Problem statement: Leave no line out; reproduce the listing exactly.

Material for this task:

..........

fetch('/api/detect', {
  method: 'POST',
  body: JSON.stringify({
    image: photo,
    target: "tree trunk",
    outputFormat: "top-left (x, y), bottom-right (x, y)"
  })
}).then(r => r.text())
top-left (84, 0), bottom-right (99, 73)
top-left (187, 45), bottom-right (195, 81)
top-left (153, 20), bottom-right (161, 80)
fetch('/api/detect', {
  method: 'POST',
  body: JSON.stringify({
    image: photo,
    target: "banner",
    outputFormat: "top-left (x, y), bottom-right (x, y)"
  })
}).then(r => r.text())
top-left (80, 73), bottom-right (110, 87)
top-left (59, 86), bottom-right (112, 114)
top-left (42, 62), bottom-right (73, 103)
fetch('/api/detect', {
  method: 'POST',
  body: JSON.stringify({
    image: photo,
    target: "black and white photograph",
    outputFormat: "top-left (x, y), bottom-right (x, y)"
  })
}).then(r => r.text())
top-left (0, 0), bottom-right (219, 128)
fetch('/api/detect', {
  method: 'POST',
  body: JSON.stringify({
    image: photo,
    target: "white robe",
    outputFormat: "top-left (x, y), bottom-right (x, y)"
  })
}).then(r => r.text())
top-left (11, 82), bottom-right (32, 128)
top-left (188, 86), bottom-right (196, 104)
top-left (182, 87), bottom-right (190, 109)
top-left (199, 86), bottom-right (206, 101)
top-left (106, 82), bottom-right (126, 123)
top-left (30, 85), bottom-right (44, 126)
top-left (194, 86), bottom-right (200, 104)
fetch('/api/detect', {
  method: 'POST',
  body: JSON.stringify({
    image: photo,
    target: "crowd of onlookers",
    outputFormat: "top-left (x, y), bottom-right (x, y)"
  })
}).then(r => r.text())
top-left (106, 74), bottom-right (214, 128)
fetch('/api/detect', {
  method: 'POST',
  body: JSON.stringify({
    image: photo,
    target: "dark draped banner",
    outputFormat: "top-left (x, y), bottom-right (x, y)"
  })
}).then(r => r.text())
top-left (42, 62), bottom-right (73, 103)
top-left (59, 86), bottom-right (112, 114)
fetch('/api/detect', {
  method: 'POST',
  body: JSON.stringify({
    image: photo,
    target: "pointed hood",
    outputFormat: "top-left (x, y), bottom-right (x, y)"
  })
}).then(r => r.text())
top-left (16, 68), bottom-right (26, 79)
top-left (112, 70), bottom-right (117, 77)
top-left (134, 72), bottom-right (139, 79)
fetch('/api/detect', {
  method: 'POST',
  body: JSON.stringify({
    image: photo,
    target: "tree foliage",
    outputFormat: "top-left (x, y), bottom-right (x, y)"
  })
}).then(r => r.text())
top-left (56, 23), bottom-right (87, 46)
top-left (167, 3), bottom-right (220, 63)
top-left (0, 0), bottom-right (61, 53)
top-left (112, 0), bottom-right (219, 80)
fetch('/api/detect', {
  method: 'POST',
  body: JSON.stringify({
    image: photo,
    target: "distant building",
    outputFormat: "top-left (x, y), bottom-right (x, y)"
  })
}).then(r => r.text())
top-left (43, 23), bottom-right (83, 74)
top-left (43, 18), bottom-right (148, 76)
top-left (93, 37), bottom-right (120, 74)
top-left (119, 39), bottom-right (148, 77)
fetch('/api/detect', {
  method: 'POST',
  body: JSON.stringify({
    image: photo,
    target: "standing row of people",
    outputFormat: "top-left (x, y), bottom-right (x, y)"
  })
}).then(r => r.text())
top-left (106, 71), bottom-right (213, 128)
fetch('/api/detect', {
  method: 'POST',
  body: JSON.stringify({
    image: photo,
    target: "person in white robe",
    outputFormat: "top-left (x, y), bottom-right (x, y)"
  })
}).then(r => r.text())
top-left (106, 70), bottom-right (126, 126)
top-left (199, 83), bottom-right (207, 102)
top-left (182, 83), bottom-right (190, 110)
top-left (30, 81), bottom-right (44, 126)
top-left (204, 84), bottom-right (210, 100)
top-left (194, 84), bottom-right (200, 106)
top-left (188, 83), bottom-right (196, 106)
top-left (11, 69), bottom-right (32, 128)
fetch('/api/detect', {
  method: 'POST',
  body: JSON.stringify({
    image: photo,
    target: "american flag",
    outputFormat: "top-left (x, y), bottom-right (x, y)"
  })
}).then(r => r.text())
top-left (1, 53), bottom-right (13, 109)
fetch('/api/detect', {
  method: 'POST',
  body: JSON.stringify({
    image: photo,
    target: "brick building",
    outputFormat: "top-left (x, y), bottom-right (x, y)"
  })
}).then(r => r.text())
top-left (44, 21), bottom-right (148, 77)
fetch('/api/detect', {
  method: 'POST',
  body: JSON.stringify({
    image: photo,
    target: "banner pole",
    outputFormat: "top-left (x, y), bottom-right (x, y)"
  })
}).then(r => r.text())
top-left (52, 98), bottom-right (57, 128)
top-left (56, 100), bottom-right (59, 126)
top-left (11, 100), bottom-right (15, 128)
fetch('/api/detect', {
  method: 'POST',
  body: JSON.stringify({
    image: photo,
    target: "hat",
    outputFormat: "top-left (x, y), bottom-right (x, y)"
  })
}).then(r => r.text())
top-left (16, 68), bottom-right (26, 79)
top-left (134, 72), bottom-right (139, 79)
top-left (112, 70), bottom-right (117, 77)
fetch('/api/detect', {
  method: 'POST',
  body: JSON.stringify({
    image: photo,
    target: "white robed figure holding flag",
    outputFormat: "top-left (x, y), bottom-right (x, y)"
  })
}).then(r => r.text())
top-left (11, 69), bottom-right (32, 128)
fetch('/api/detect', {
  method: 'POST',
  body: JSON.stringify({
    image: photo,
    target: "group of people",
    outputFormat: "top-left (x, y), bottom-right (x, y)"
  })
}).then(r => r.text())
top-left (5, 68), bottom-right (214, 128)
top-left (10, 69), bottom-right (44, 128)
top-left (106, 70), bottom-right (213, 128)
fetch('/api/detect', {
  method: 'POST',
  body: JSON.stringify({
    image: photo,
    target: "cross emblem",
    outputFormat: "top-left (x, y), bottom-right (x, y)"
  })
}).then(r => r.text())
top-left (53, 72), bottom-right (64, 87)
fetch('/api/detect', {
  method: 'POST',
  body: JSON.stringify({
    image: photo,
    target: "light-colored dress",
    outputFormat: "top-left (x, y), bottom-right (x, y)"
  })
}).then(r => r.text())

..........

Solution to this exercise:
fetch('/api/detect', {
  method: 'POST',
  body: JSON.stringify({
    image: photo,
    target: "tree trunk",
    outputFormat: "top-left (x, y), bottom-right (x, y)"
  })
}).then(r => r.text())
top-left (84, 0), bottom-right (99, 73)
top-left (187, 45), bottom-right (195, 81)
top-left (153, 20), bottom-right (161, 80)
fetch('/api/detect', {
  method: 'POST',
  body: JSON.stringify({
    image: photo,
    target: "banner",
    outputFormat: "top-left (x, y), bottom-right (x, y)"
  })
}).then(r => r.text())
top-left (80, 73), bottom-right (110, 87)
top-left (59, 86), bottom-right (112, 114)
top-left (42, 62), bottom-right (73, 103)
fetch('/api/detect', {
  method: 'POST',
  body: JSON.stringify({
    image: photo,
    target: "black and white photograph",
    outputFormat: "top-left (x, y), bottom-right (x, y)"
  })
}).then(r => r.text())
top-left (0, 0), bottom-right (219, 128)
fetch('/api/detect', {
  method: 'POST',
  body: JSON.stringify({
    image: photo,
    target: "white robe",
    outputFormat: "top-left (x, y), bottom-right (x, y)"
  })
}).then(r => r.text())
top-left (11, 82), bottom-right (32, 128)
top-left (188, 86), bottom-right (196, 104)
top-left (182, 87), bottom-right (190, 109)
top-left (199, 86), bottom-right (206, 101)
top-left (106, 82), bottom-right (126, 123)
top-left (30, 85), bottom-right (44, 126)
top-left (194, 86), bottom-right (200, 104)
fetch('/api/detect', {
  method: 'POST',
  body: JSON.stringify({
    image: photo,
    target: "crowd of onlookers",
    outputFormat: "top-left (x, y), bottom-right (x, y)"
  })
}).then(r => r.text())
top-left (106, 74), bottom-right (214, 128)
fetch('/api/detect', {
  method: 'POST',
  body: JSON.stringify({
    image: photo,
    target: "dark draped banner",
    outputFormat: "top-left (x, y), bottom-right (x, y)"
  })
}).then(r => r.text())
top-left (42, 62), bottom-right (73, 103)
top-left (59, 86), bottom-right (112, 114)
fetch('/api/detect', {
  method: 'POST',
  body: JSON.stringify({
    image: photo,
    target: "pointed hood",
    outputFormat: "top-left (x, y), bottom-right (x, y)"
  })
}).then(r => r.text())
top-left (16, 68), bottom-right (26, 79)
top-left (112, 70), bottom-right (117, 77)
top-left (134, 72), bottom-right (139, 79)
fetch('/api/detect', {
  method: 'POST',
  body: JSON.stringify({
    image: photo,
    target: "tree foliage",
    outputFormat: "top-left (x, y), bottom-right (x, y)"
  })
}).then(r => r.text())
top-left (56, 23), bottom-right (87, 46)
top-left (167, 3), bottom-right (220, 63)
top-left (0, 0), bottom-right (61, 53)
top-left (112, 0), bottom-right (219, 80)
fetch('/api/detect', {
  method: 'POST',
  body: JSON.stringify({
    image: photo,
    target: "distant building",
    outputFormat: "top-left (x, y), bottom-right (x, y)"
  })
}).then(r => r.text())
top-left (43, 23), bottom-right (83, 74)
top-left (43, 18), bottom-right (148, 76)
top-left (93, 37), bottom-right (120, 74)
top-left (119, 39), bottom-right (148, 77)
fetch('/api/detect', {
  method: 'POST',
  body: JSON.stringify({
    image: photo,
    target: "standing row of people",
    outputFormat: "top-left (x, y), bottom-right (x, y)"
  })
}).then(r => r.text())
top-left (106, 71), bottom-right (213, 128)
fetch('/api/detect', {
  method: 'POST',
  body: JSON.stringify({
    image: photo,
    target: "person in white robe",
    outputFormat: "top-left (x, y), bottom-right (x, y)"
  })
}).then(r => r.text())
top-left (106, 70), bottom-right (126, 126)
top-left (199, 83), bottom-right (207, 102)
top-left (182, 83), bottom-right (190, 110)
top-left (30, 81), bottom-right (44, 126)
top-left (204, 84), bottom-right (210, 100)
top-left (194, 84), bottom-right (200, 106)
top-left (188, 83), bottom-right (196, 106)
top-left (11, 69), bottom-right (32, 128)
fetch('/api/detect', {
  method: 'POST',
  body: JSON.stringify({
    image: photo,
    target: "american flag",
    outputFormat: "top-left (x, y), bottom-right (x, y)"
  })
}).then(r => r.text())
top-left (1, 53), bottom-right (13, 109)
fetch('/api/detect', {
  method: 'POST',
  body: JSON.stringify({
    image: photo,
    target: "brick building",
    outputFormat: "top-left (x, y), bottom-right (x, y)"
  })
}).then(r => r.text())
top-left (44, 21), bottom-right (148, 77)
fetch('/api/detect', {
  method: 'POST',
  body: JSON.stringify({
    image: photo,
    target: "banner pole",
    outputFormat: "top-left (x, y), bottom-right (x, y)"
  })
}).then(r => r.text())
top-left (52, 98), bottom-right (57, 128)
top-left (56, 100), bottom-right (59, 126)
top-left (11, 100), bottom-right (15, 128)
fetch('/api/detect', {
  method: 'POST',
  body: JSON.stringify({
    image: photo,
    target: "hat",
    outputFormat: "top-left (x, y), bottom-right (x, y)"
  })
}).then(r => r.text())
top-left (16, 68), bottom-right (26, 79)
top-left (134, 72), bottom-right (139, 79)
top-left (112, 70), bottom-right (117, 77)
fetch('/api/detect', {
  method: 'POST',
  body: JSON.stringify({
    image: photo,
    target: "white robed figure holding flag",
    outputFormat: "top-left (x, y), bottom-right (x, y)"
  })
}).then(r => r.text())
top-left (11, 69), bottom-right (32, 128)
fetch('/api/detect', {
  method: 'POST',
  body: JSON.stringify({
    image: photo,
    target: "group of people",
    outputFormat: "top-left (x, y), bottom-right (x, y)"
  })
}).then(r => r.text())
top-left (5, 68), bottom-right (214, 128)
top-left (10, 69), bottom-right (44, 128)
top-left (106, 70), bottom-right (213, 128)
fetch('/api/detect', {
  method: 'POST',
  body: JSON.stringify({
    image: photo,
    target: "cross emblem",
    outputFormat: "top-left (x, y), bottom-right (x, y)"
  })
}).then(r => r.text())
top-left (53, 72), bottom-right (64, 87)
fetch('/api/detect', {
  method: 'POST',
  body: JSON.stringify({
    image: photo,
    target: "light-colored dress",
    outputFormat: "top-left (x, y), bottom-right (x, y)"
  })
}).then(r => r.text())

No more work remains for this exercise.